[Daftar Tugas]:
[a] Tuliskan semua undang-undang yang disebut beserta nomor dan tahunnya dalam artikel tentang kewarganegaraan bineka.
[b] Berdasarkan artikel tentang kewarganegaraan bineka, tentukan apakah tiap pernyataan ini sesuai dengan teks: (i) Putusan Mahkamah Konstitusi diumumkan pada 7 November 2017. (ii) Hanya UU tentang Administrasi Kependudukan yang mengandung diskriminasi. (iii) Will Kymlicka menamai konsep itu kewarganegaraan kultural. Jawab ya atau tidak, lalu kutip kata-kata penentunya dari teks.
[c] Jawab pertanyaan berikut dari artikel tentang kewarganegaraan bineka, satu jawaban per baris:
(i) Apa jabatan Ahmad Suaedy?
(ii) Berapa nomor perkara putusan Mahkamah Konstitusi yang dibahas?
(iii) Pada tahun berapa Renalto Rosaldo menyebut gagasan kewarganegaraan kultural?

[Teks Ditampilkan]:
Kewarganegaraan
Bineka
Ahmad Suaedy ; Anggota Ombudsman RI
|
KOMPAS,
18 November
2017
Putusan Mahkamah
Konstitusi atas Nomor Perkara
97/PUU-XIV/2016 yang diumumkan 7 November 2017 mengenai kolom agama bagi
penghayat kepercayaan dalam Pasal 61 Ayat 1 dan Pasal 64 Ayat 22
Undang-Undang Nomor 24 Tahun 2013 yang merupakan perubahan UU No 23/2006
tentang Administrasi Kependudukan, berimplikasi jauh bagi pelayanan publik.
Putusan itu memberi konsekuensi bagi kesetaraan penghayat kepercayaan dan
agama baik dalam konstitusi ataupun perundang-undangan.
Implikasi itu bisa dilihat
bukan hanya pada pengisian kolom agama dalam KTP elektronik (KTP-el) semata
melainkan merupakan transformasi doktrin dan praktik tentang kewarganegaraan
di Indonesia. MK memutuskan kata “agama” dalam Pasal 29 Ayat 2 bertentangan
dengan UUD dan tidak memiliki kekuatan hukum
mengikat secara bersyarat sepanjang tidak mencakup “kepercayaan”.
Dengan kata lain, kelompok penghayat kepercayaan memiliki kedudukan setara
dengan agama dalam konstitusi dan hukum.
Pada kenyataannya, meskipun
weltanschauung semboyan Bhinneka Tunggal Ika-menurut Soekarno-sudah tertanam
ribuan tahun, pada praktiknya terjadi mulur-mungkret mengikuti perubahan
politik dan rezim. Keputusan MK ini
merupakan momentum penting untuk merumuskan kembali kebinekaan dalam
penerapan kewarganegaraan Indonesia dan sejauh mungkin ditindaklanjuti dengan
sinkronisasi perundang-undangan yang ada, baik sebelum maupun sesudah
amendemen konstitusi serta transformasi kelembagaan untuk menjaminnya.
Bukan hanya pasal-pasal dalam
UU tentang Administrasi Kependudukan yang secara eksplisit diskriminatif.
Masih banyak UU dan regulasi turunannya yang lahir sebelum dan sesudah amendemen
konstitusi, masih mengandung diskriminasi terhadap kelompok tertentu,
khususnya penghayat kepercayaan. Contohnya, Pasal 30 Ayat 3 UU No 16/2004
tentang Kejaksaan mengenai Badan Koordinasi Pengawas Aliran Kepercayaan
Masyarakat dan UU No 1 PNPS 1965 tentang Penodaan Agama.
Hak-hak kolektif
Kewarganegaraan bineka yang
dimaksud di sini sejajar dengan apa yang oleh Renalto Rosaldo (1994) disebut
sebagai kewarganegaraan kultural dan Will Kymlicka (1995) menyebutnya
kewarganegaraan multikultural. Yaitu, doktrin dan praktik kewarganegaraan
yang tak hanya menghormati warga negara secara individu melainkan menyertakan
di dalamnya seluruh kebudayaan dan tradisi yang melingkupinya, terutama bagi
mereka yang lemah dan minoritas yang terpinggirkan dan didiskriminasi.

[Data Baris]:
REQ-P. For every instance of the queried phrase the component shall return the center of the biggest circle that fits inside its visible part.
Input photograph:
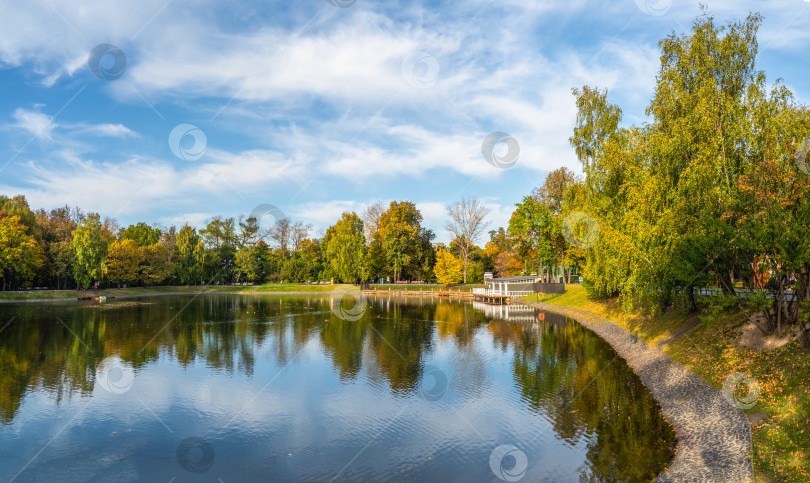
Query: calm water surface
(243, 388)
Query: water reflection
(508, 362)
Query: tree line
(65, 248)
(710, 194)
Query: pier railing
(508, 293)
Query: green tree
(188, 255)
(89, 247)
(345, 248)
(448, 268)
(123, 260)
(404, 243)
(142, 234)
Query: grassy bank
(709, 348)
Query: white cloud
(35, 123)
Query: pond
(290, 388)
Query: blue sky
(318, 109)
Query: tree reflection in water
(559, 369)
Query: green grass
(782, 441)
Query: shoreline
(714, 437)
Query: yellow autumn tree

[Hasil per Tugas]:
[a]
- Undang-Undang Nomor 24 Tahun 2013
- UU No 23/2006 tentang Administrasi Kependudukan
- UU No 16/2004 tentang Kejaksaan
- UU No 1 PNPS 1965 tentang Penodaan Agama

[b]
(i) Ya: "yang diumumkan 7 November 2017"
(ii) Tidak: "Bukan hanya pasal-pasal dalam UU tentang Administrasi Kependudukan yang secara eksplisit diskriminatif."
(iii) Tidak: "Will Kymlicka (1995) menyebutnya kewarganegaraan multikultural"

[c]
(i) Anggota Ombudsman RI
(ii) 97/PUU-XIV/2016
(iii) 1994